2014年11月5日水曜日

小倉織復元30周年「築城則子‐縞の今」北九州美術館

北九州市小倉の北九州美術館分館へ、
築城さんの展覧会を見に出かけました。
今年は小倉織復元から30年。
その足跡が美しく展示され、今なお新しい
織に挑戦している築城さんの宇宙観を
体験できる素晴らしい展覧会でした。























図録の写真もとてもきれい。
展示の様子も入っています。
(アマゾンにて購入できます)





















昨年春、銀座和光の「築城則子染織展」にあたり、
築城さんの小倉織で訶梨勒(かりろく)を制作しました。
折形デザイン研究所オリジナルの包みを使わせて頂き、
生地を折って結びを施したもの。
生地には鋏を入れず、縫うこともなく、折りと結びだけ
で形を作れるのは、小倉織のしっかりした生地だからこそ。
今回も新作の訶梨勒を美術館に展示して頂きました。

和光も美術館も、私だけの力では展示の叶わぬ場所。
今回も築城さんの縞が私の結びに大きな力を与えて下さった
ことへ、感謝、感謝の一日でした。

(北九州美術館分館にて11月3日まで)


2014年9月4日木曜日

川越氷川神社 「縁むすび風鈴」と「まもり結び」

毎月一回、結びのお稽古で氷川神社を訪れます。
いつ行っても大きな鳥居の向こうには本殿とご神木の深い緑が美しく、
ほっとした気持ちにさせられます。



8月いっぱい飾られていた「縁むすび風鈴」
およそ一万枚の短冊はお祓いのうえ、お焚き上げされました。
大勢の方が参拝に見えたそうです。

> 表示データ:
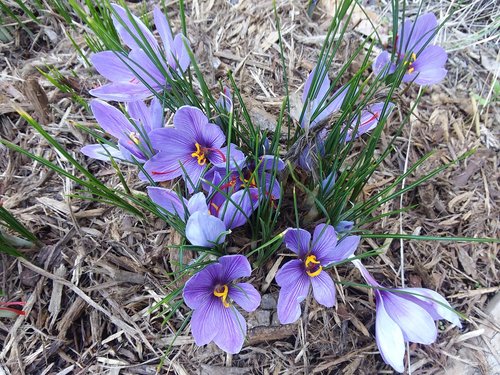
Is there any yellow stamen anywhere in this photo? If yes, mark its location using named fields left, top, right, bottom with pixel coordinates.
left=129, top=132, right=141, bottom=145
left=304, top=255, right=323, bottom=277
left=191, top=142, right=207, bottom=165
left=214, top=284, right=229, bottom=307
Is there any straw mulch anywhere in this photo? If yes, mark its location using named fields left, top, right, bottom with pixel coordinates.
left=0, top=0, right=500, bottom=375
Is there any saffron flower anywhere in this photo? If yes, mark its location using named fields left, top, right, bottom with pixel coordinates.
left=183, top=255, right=260, bottom=354
left=90, top=4, right=190, bottom=102
left=148, top=186, right=257, bottom=248
left=141, top=106, right=243, bottom=192
left=0, top=302, right=26, bottom=318
left=81, top=98, right=164, bottom=163
left=373, top=13, right=448, bottom=86
left=276, top=224, right=360, bottom=324
left=346, top=103, right=394, bottom=142
left=353, top=259, right=461, bottom=372
left=300, top=63, right=349, bottom=128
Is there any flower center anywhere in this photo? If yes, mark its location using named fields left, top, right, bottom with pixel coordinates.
left=406, top=53, right=417, bottom=74
left=304, top=255, right=323, bottom=277
left=191, top=142, right=207, bottom=165
left=214, top=284, right=230, bottom=307
left=128, top=132, right=141, bottom=145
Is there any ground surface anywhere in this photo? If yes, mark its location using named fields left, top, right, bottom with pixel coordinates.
left=0, top=0, right=500, bottom=374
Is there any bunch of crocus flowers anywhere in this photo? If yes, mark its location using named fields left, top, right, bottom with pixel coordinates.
left=82, top=4, right=460, bottom=372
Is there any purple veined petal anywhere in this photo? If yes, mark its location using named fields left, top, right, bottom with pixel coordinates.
left=219, top=255, right=252, bottom=284
left=333, top=236, right=361, bottom=262
left=311, top=224, right=337, bottom=266
left=210, top=143, right=246, bottom=169
left=187, top=193, right=208, bottom=215
left=259, top=155, right=285, bottom=172
left=213, top=304, right=247, bottom=354
left=127, top=100, right=152, bottom=134
left=90, top=51, right=134, bottom=83
left=144, top=151, right=187, bottom=182
left=186, top=211, right=226, bottom=248
left=118, top=138, right=148, bottom=164
left=149, top=97, right=165, bottom=131
left=90, top=99, right=135, bottom=139
left=149, top=128, right=196, bottom=153
left=217, top=189, right=258, bottom=229
left=310, top=271, right=336, bottom=307
left=167, top=33, right=191, bottom=72
left=89, top=83, right=153, bottom=102
left=182, top=264, right=216, bottom=310
left=399, top=288, right=462, bottom=328
left=372, top=51, right=396, bottom=78
left=375, top=298, right=405, bottom=372
left=191, top=296, right=218, bottom=346
left=153, top=6, right=174, bottom=53
left=128, top=49, right=167, bottom=92
left=228, top=283, right=260, bottom=312
left=284, top=228, right=311, bottom=258
left=111, top=4, right=159, bottom=52
left=276, top=259, right=311, bottom=324
left=380, top=291, right=437, bottom=345
left=311, top=85, right=349, bottom=126
left=396, top=13, right=438, bottom=55
left=182, top=157, right=205, bottom=193
left=80, top=144, right=124, bottom=161
left=147, top=186, right=189, bottom=221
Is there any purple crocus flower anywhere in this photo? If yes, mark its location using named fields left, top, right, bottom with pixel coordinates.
left=353, top=259, right=461, bottom=372
left=300, top=63, right=349, bottom=128
left=141, top=106, right=243, bottom=192
left=148, top=186, right=257, bottom=248
left=183, top=255, right=260, bottom=354
left=373, top=13, right=448, bottom=86
left=90, top=4, right=190, bottom=102
left=276, top=224, right=360, bottom=324
left=346, top=102, right=394, bottom=142
left=81, top=98, right=164, bottom=163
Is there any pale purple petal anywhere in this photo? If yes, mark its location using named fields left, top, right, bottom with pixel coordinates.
left=191, top=296, right=218, bottom=346
left=111, top=4, right=158, bottom=51
left=89, top=82, right=153, bottom=102
left=90, top=51, right=134, bottom=83
left=399, top=288, right=462, bottom=327
left=147, top=186, right=188, bottom=221
left=284, top=228, right=311, bottom=258
left=380, top=291, right=437, bottom=345
left=219, top=255, right=252, bottom=284
left=333, top=236, right=361, bottom=262
left=187, top=193, right=208, bottom=214
left=186, top=211, right=226, bottom=248
left=311, top=224, right=337, bottom=266
left=80, top=144, right=125, bottom=161
left=90, top=99, right=135, bottom=139
left=276, top=259, right=311, bottom=324
left=310, top=271, right=336, bottom=307
left=228, top=283, right=260, bottom=312
left=375, top=298, right=405, bottom=372
left=213, top=304, right=247, bottom=354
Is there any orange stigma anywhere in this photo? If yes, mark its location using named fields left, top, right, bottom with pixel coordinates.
left=214, top=284, right=230, bottom=307
left=304, top=255, right=323, bottom=277
left=191, top=142, right=207, bottom=165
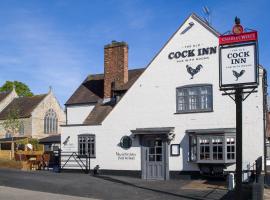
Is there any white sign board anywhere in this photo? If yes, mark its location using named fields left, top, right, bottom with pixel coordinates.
left=220, top=43, right=258, bottom=87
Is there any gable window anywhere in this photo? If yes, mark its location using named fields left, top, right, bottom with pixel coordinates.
left=176, top=85, right=213, bottom=113
left=78, top=134, right=96, bottom=158
left=44, top=109, right=58, bottom=134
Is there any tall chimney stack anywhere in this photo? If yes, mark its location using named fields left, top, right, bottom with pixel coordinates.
left=104, top=41, right=128, bottom=99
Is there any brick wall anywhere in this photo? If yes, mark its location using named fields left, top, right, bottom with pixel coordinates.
left=104, top=41, right=128, bottom=98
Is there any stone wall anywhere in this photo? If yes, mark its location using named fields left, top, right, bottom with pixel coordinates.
left=0, top=90, right=18, bottom=112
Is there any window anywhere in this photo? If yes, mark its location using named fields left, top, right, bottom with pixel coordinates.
left=44, top=109, right=58, bottom=134
left=189, top=132, right=236, bottom=163
left=19, top=121, right=24, bottom=135
left=226, top=137, right=235, bottom=160
left=212, top=137, right=223, bottom=160
left=176, top=85, right=213, bottom=113
left=5, top=132, right=12, bottom=138
left=78, top=134, right=96, bottom=158
left=199, top=137, right=210, bottom=160
left=189, top=135, right=197, bottom=161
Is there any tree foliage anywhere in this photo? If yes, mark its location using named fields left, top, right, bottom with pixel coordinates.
left=0, top=81, right=33, bottom=97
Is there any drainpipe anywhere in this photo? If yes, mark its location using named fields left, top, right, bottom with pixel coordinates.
left=262, top=69, right=268, bottom=176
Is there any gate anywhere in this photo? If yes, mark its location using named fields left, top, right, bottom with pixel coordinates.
left=60, top=151, right=90, bottom=174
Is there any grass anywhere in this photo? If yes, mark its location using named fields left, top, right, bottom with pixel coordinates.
left=0, top=158, right=22, bottom=169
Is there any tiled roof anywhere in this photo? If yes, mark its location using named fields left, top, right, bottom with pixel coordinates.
left=65, top=68, right=145, bottom=125
left=0, top=92, right=10, bottom=102
left=0, top=94, right=46, bottom=120
left=83, top=103, right=113, bottom=125
left=65, top=68, right=144, bottom=105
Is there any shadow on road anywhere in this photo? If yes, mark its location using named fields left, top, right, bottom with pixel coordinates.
left=95, top=176, right=227, bottom=200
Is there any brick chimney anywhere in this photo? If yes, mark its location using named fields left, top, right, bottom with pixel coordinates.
left=104, top=41, right=128, bottom=99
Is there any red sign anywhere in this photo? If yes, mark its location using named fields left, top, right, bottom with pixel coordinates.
left=232, top=24, right=244, bottom=34
left=219, top=31, right=258, bottom=45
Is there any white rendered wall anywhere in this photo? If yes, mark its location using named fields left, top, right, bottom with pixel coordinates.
left=62, top=14, right=263, bottom=171
left=67, top=105, right=94, bottom=124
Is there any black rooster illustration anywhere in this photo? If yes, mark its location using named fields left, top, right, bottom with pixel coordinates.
left=186, top=64, right=203, bottom=79
left=232, top=69, right=245, bottom=81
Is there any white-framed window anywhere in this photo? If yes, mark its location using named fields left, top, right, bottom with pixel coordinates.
left=212, top=137, right=223, bottom=160
left=176, top=85, right=213, bottom=113
left=5, top=132, right=12, bottom=138
left=189, top=135, right=197, bottom=162
left=78, top=134, right=96, bottom=158
left=19, top=121, right=24, bottom=136
left=189, top=133, right=236, bottom=163
left=199, top=137, right=211, bottom=160
left=44, top=109, right=58, bottom=134
left=226, top=137, right=236, bottom=160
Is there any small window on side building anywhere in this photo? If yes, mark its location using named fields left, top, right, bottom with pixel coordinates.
left=78, top=134, right=96, bottom=158
left=176, top=85, right=213, bottom=113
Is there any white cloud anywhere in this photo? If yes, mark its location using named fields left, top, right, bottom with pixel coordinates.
left=0, top=10, right=90, bottom=103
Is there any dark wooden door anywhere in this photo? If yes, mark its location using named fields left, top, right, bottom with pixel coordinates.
left=143, top=137, right=165, bottom=180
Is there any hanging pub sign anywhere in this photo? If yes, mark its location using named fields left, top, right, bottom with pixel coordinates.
left=219, top=17, right=258, bottom=89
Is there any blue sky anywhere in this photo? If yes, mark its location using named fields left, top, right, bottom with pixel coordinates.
left=0, top=0, right=270, bottom=105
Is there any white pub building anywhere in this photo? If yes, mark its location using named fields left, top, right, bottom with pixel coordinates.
left=61, top=14, right=266, bottom=180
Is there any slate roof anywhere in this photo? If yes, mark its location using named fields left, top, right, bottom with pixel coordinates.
left=0, top=92, right=11, bottom=102
left=0, top=94, right=46, bottom=120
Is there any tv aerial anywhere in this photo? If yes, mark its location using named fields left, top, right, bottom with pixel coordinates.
left=203, top=6, right=212, bottom=25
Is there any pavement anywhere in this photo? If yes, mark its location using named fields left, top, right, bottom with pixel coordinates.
left=0, top=169, right=230, bottom=200
left=263, top=188, right=270, bottom=200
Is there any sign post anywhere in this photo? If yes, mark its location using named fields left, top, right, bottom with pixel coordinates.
left=219, top=17, right=258, bottom=200
left=235, top=88, right=243, bottom=200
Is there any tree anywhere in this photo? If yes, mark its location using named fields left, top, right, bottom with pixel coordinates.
left=3, top=106, right=20, bottom=157
left=0, top=81, right=33, bottom=97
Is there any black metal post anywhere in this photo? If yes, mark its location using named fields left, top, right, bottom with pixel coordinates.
left=235, top=88, right=243, bottom=200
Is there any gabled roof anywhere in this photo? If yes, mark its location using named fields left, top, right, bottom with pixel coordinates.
left=190, top=13, right=220, bottom=37
left=0, top=91, right=11, bottom=102
left=65, top=68, right=145, bottom=105
left=0, top=94, right=47, bottom=120
left=65, top=13, right=220, bottom=125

> 必要な作業:
1. 次の(a)〜(c)が上の原文抜粋の内容と合っているか、それぞれ「はい」か「いいえ」で答え、判断の根拠となる原文抜粋の語句をそのまま引用してください。(a) 訶梨勒は生地に鋏を入れ、縫って作られた。(b) 展覧会は北九州美術館分館で11月3日まで開かれた。(c) 「縁むすび風鈴」は8月いっぱい飾られていた。
2. 上の原文抜粋に出てくる日付(月と日を含むもの)をすべて書き出してください。
3. 上の原文抜粋について、次の問いに答えてください。
(a) 今年は小倉織復元から何年ですか。
(b) 訶梨勒に使わせてもらった包みは、どこのオリジナルですか。
(c) お焚き上げされた短冊はおよそ何枚ですか。

> 回答一覧:
1.
(a) いいえ。「生地には鋏を入れず、縫うこともなく、折りと結びだけで形を作れる」
(b) はい。「北九州美術館分館にて11月3日まで」
(c) はい。「8月いっぱい飾られていた「縁むすび風鈴」」

2.
2014年11月5日水曜日
11月3日
2014年9月4日木曜日

3.
(a) 30年
(b) 折形デザイン研究所
(c) およそ一万枚